QUOTED TEXT =>

>> Begin

This is the beginning of a three-day celebration of the Chinese New Year, although traditionally the New Year celebration extends for fifteen days until the Lantern Festival. The festivities mark the beginning of year 4707 (The Year of the Ox) since the mythical founding of the Chinese people. On New Year's Eve, the Kitchen God returns from heaven to the shrine prepared by each family, where he is welcomed back with firecrackers and offerings. New Year's Day is a day when all business accounts are settled and grudges forgotten. Traditional Chinese celebrate New Year's Day as a birthday and count themselves one year older. The Chinese celebrate by eating noodles to signify a long life and pork dumplings called jiao zi, which means "midnight" or "the end and the beginning of time." A Chinese coin is hidden in one of the dumplings, and the person who finds it will have good luck over the coming year. Children receive decorated red envelopes with good luck money inside. Celebrations include fireworks, a dragon dance and the beating of drums and cymbals, visits to temples, and prayers for blessings in the new year. This celebration is called "Spring Festival" in the People's Republic of China because the official New Year's Day is January 1, based on the Gregorian calendar. (See entry for Sending Off the Kitchen God Day.)

>> End

DIRECTION 1 =>
According to the text on the Chinese New Year, what does jiao zi mean?

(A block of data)

>> Begin

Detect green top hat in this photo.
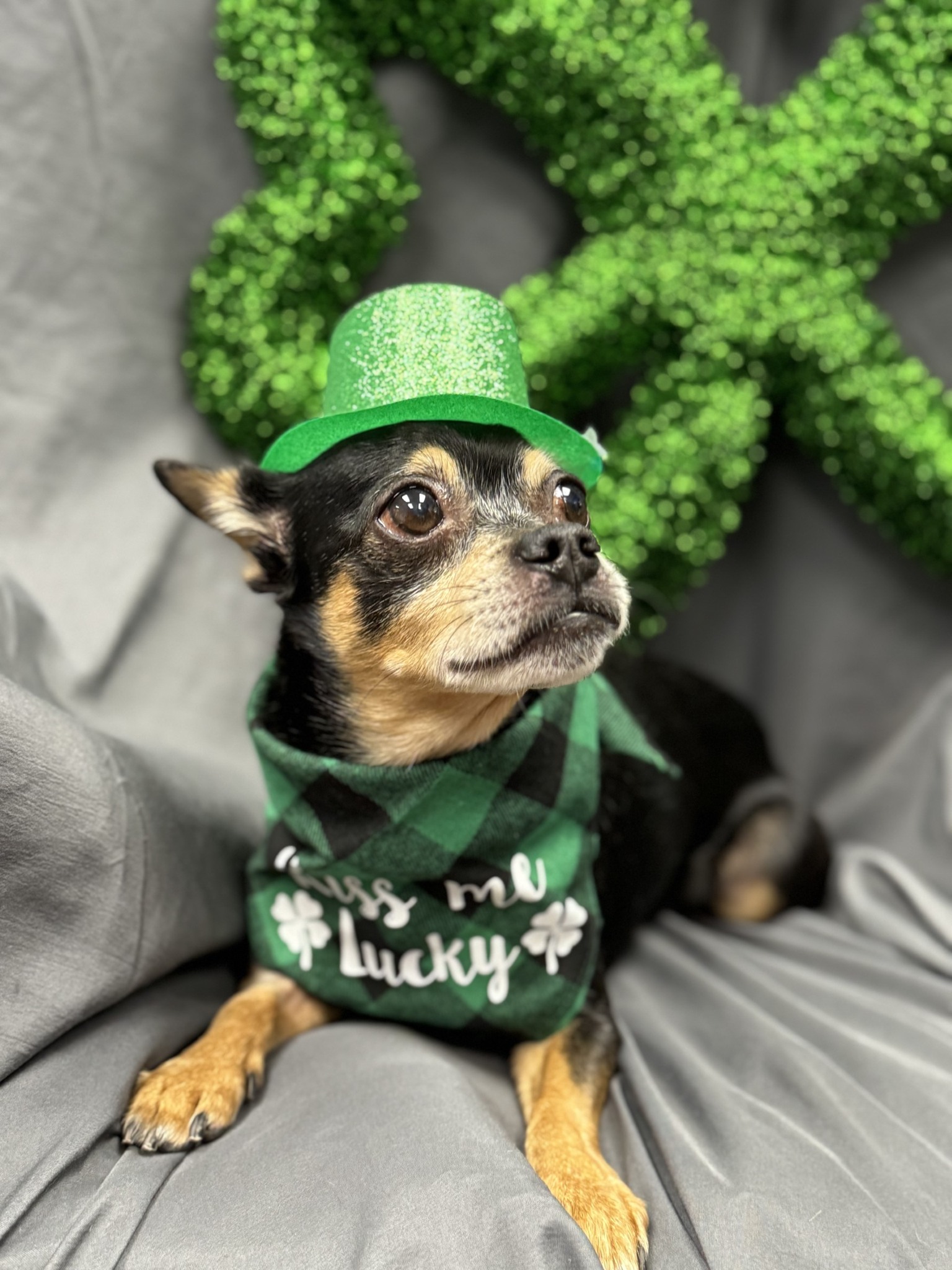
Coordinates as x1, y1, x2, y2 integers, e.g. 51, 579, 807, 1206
262, 282, 602, 486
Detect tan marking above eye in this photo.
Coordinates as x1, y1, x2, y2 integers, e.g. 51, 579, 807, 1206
522, 448, 558, 493
403, 446, 462, 489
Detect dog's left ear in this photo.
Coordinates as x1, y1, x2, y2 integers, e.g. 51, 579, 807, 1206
155, 458, 291, 596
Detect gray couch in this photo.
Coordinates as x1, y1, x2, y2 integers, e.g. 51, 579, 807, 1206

>> End

DIRECTION 2 =>
Can you copy the rows from the line containing "Detect dog's left ear in this photo." through the last line of the rows, both included?

WRITTEN REPLY 1 =>
It means "midnight" or "the end and the beginning of time."

WRITTEN REPLY 2 =>
Detect dog's left ear in this photo.
Coordinates as x1, y1, x2, y2 integers, e.g. 51, 579, 807, 1206
155, 458, 291, 596
Detect gray couch in this photo.
Coordinates as x1, y1, x2, y2 integers, e.g. 51, 579, 807, 1206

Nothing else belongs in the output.